*Written instruction*
Copy the entries below word for word, starting with their first line and stopping after the line that contains "column 423, row 408".

*-*-*

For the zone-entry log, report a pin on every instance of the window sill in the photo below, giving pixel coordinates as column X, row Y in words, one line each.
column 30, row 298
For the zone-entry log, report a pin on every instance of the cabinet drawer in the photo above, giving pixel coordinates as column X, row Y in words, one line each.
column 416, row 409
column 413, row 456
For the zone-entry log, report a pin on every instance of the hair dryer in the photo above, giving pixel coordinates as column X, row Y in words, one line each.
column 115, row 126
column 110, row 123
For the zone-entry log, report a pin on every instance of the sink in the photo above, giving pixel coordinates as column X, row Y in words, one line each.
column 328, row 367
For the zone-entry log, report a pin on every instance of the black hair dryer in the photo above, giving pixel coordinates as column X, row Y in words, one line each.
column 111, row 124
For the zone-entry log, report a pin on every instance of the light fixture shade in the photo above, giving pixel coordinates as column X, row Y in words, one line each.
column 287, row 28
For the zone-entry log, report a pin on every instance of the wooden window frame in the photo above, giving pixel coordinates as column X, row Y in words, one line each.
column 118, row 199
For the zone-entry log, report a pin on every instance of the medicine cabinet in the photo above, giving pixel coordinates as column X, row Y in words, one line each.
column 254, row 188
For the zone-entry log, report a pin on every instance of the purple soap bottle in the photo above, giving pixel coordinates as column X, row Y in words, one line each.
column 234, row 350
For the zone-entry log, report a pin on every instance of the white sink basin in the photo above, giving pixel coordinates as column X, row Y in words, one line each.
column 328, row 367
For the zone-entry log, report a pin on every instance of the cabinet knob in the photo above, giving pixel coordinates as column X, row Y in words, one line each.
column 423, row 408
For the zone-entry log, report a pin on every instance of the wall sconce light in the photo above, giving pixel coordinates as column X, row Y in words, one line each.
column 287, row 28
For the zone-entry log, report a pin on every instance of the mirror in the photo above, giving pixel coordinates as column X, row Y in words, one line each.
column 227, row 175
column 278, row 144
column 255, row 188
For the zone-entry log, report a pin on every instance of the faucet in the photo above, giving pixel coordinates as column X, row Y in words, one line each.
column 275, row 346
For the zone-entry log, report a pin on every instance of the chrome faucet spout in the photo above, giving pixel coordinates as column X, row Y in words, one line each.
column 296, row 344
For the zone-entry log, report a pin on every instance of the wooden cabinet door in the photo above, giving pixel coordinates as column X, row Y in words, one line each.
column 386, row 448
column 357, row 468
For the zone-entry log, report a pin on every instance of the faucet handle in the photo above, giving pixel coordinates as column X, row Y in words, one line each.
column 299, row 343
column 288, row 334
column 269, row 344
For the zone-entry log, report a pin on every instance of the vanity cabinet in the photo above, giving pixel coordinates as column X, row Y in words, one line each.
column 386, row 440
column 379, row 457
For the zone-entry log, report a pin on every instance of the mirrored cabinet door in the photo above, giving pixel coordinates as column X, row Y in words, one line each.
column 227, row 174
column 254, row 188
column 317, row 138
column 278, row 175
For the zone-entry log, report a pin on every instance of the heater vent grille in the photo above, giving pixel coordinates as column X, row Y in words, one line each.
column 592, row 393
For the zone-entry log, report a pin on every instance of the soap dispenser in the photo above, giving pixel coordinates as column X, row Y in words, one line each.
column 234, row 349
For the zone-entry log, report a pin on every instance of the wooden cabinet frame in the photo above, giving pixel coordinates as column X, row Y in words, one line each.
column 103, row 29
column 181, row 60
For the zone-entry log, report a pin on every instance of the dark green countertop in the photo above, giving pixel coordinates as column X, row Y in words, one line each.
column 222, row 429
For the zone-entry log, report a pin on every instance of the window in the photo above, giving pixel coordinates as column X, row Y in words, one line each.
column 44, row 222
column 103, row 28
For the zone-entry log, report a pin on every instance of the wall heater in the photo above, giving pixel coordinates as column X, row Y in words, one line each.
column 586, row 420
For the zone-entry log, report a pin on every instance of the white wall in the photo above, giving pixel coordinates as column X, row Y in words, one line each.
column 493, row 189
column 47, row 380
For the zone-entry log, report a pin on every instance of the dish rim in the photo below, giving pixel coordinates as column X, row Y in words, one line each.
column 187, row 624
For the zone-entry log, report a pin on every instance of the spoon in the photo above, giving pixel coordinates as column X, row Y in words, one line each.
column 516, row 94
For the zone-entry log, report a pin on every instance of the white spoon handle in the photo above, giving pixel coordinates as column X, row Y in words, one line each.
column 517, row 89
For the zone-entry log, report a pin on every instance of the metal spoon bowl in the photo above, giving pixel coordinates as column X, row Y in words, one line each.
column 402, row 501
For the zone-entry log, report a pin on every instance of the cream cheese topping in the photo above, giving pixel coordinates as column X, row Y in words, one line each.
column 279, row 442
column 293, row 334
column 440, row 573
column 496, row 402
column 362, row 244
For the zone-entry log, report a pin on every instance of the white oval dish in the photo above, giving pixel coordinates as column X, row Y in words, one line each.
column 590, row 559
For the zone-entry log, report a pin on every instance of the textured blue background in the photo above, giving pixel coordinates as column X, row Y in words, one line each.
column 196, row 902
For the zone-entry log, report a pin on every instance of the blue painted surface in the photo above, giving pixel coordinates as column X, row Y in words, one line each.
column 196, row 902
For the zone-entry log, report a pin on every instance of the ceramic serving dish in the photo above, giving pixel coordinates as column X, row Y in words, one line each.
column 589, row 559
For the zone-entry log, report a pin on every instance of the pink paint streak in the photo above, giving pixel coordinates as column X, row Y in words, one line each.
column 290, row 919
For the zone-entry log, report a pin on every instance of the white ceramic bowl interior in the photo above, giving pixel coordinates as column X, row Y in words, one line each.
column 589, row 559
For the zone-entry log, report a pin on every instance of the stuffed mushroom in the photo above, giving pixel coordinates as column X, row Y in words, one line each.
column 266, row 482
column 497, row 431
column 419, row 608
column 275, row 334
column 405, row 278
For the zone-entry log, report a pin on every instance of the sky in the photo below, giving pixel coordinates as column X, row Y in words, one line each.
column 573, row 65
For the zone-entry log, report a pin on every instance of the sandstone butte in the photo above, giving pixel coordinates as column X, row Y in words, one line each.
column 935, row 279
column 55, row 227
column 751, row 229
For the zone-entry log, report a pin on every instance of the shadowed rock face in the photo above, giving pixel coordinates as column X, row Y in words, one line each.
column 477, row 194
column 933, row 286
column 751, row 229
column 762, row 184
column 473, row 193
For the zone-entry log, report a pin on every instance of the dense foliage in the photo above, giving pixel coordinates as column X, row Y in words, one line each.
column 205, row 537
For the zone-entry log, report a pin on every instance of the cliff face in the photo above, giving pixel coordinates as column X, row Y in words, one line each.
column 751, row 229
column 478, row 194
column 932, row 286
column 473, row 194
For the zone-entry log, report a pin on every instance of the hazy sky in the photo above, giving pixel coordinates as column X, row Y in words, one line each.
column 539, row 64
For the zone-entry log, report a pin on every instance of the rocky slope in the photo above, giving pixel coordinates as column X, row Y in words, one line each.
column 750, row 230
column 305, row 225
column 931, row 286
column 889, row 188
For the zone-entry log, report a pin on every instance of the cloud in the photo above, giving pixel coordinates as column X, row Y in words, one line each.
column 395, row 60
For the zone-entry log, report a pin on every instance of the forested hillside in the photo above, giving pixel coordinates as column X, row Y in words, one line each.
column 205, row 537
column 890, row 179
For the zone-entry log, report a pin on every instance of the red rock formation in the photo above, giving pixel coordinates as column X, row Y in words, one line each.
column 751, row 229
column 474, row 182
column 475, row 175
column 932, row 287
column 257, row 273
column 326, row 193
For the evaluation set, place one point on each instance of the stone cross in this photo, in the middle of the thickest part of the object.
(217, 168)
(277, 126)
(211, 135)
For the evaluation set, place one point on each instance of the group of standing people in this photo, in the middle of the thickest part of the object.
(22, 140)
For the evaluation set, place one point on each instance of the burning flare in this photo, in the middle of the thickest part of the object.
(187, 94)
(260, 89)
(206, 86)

*-*-*

*Task solution*
For the zone-entry log, report a pin on every instance of the window sill in the photo below, giving pixel coordinates as column X, row Y in words, one line each.
column 30, row 298
For the zone-entry log, report a pin on every instance of the cabinet drawer in the photo above, giving pixel coordinates as column X, row Y in words, one line each.
column 416, row 409
column 413, row 456
For the zone-entry log, report a pin on every instance of the hair dryer in the photo above, giving pixel coordinates as column X, row Y in words, one line each.
column 115, row 126
column 110, row 123
For the zone-entry log, report a pin on every instance of the sink in the photo above, giving pixel coordinates as column X, row Y in words, one line each.
column 328, row 367
For the zone-entry log, report a pin on every instance of the black hair dryer in the photo above, giving pixel coordinates as column X, row Y in words, one line each.
column 111, row 124
For the zone-entry log, report a pin on every instance of the light fixture shade in the photo above, giving pixel coordinates as column X, row Y in words, one line each.
column 287, row 28
For the zone-entry log, report a pin on every instance of the wooden window frame in the photo above, giving pixel coordinates as column X, row Y in words, one line each.
column 118, row 199
For the zone-entry log, report a pin on every instance of the medicine cabinet in the photo above, giving pixel coordinates as column X, row Y in words, one line each.
column 254, row 188
For the zone-entry log, report a pin on every instance of the purple soap bottle in the photo above, giving pixel coordinates as column X, row Y in words, one line each.
column 234, row 350
For the zone-entry log, report a pin on every instance of the white sink basin in the photo above, giving pixel coordinates as column X, row Y in words, one line each.
column 328, row 367
For the zone-entry log, report a pin on every instance of the cabinet knob in the photo above, giving pixel coordinates as column X, row Y in words, one line each.
column 423, row 408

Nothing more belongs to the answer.